▸ **What is required**
All of the data needs to be printed again, exactly as written.

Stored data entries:
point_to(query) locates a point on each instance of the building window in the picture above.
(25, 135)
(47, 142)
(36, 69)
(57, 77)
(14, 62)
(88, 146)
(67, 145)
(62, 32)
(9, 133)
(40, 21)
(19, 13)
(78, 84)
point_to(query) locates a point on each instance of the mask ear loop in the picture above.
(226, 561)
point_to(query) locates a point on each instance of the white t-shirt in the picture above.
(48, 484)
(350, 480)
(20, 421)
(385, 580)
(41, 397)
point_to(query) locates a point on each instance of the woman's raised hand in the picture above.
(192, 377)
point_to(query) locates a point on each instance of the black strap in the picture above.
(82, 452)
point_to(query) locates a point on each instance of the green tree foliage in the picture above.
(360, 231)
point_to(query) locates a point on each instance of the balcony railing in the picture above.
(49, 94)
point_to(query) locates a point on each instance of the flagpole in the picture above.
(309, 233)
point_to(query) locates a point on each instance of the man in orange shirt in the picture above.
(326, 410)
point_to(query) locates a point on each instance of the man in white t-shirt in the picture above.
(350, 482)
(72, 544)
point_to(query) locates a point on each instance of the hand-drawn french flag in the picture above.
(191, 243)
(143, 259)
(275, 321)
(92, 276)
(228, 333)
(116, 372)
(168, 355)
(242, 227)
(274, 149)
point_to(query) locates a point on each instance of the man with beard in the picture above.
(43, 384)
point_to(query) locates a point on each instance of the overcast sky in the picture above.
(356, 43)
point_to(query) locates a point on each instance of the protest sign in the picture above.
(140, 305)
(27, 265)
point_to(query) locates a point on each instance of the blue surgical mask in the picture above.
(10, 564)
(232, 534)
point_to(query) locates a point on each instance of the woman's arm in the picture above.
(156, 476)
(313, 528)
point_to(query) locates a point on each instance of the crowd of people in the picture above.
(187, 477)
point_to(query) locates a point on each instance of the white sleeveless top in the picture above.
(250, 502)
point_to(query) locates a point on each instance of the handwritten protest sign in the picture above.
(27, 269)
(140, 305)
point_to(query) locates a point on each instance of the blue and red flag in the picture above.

▸ **Reply to the exercise**
point_to(query) locates a point on each instance of the building window in the picture above.
(25, 135)
(47, 142)
(36, 69)
(57, 77)
(14, 62)
(88, 146)
(67, 145)
(62, 32)
(9, 133)
(40, 21)
(19, 13)
(78, 84)
point_to(query) locates a point on each instance of the mask ear loop in the picture above.
(226, 561)
point_to(query) locates a point on each instance of the white t-shirt in the picture above.
(48, 484)
(350, 480)
(20, 421)
(385, 580)
(41, 397)
point_to(query) locates a point on each instance of the woman's raised hand in the picture above.
(192, 377)
point_to(query) locates a point on each instance of the black strap in the picture above.
(82, 452)
point_to(query) locates a point on each instance of the green tree foliage in the picture above.
(360, 231)
point_to(query) locates a point on each instance of the balcony railing in the picture above.
(49, 94)
point_to(query) locates a point on each instance of the flagpole in the picture above.
(309, 233)
point_to(query) locates a point on each instance of the man in orange shirt in the picture above.
(326, 410)
point_to(query) locates a point on each instance of the man in white t-shirt in the picture above.
(350, 482)
(72, 544)
point_to(query) locates a point on each instance of the hand-drawn french flag in the picture above.
(191, 243)
(143, 259)
(275, 321)
(92, 276)
(228, 333)
(116, 372)
(168, 355)
(242, 227)
(274, 149)
point_to(query) locates a point on each instance of the man with beard in the picture above.
(43, 384)
point_to(query) locates a point on each instance of the overcast sky in the picture above.
(356, 43)
point_to(query) locates a point on each instance of the protest sign in the picture above.
(140, 305)
(27, 265)
point_to(query) locates a point on each instance of the blue surgical mask in the picture above.
(10, 564)
(232, 534)
point_to(query) locates a point on each instance of the woman's arm in the picture above.
(156, 476)
(313, 528)
point_to(query) locates a point on each instance of the crowd of people in the picture above.
(187, 477)
point_to(query) locates a point on each instance of the white sleeveless top in the picture above.
(250, 502)
point_to(query) locates a point on each instance of the handwritten protest sign in the picture above.
(27, 269)
(140, 305)
point_to(query) locates a point on each instance of the blue and red flag in the picture above.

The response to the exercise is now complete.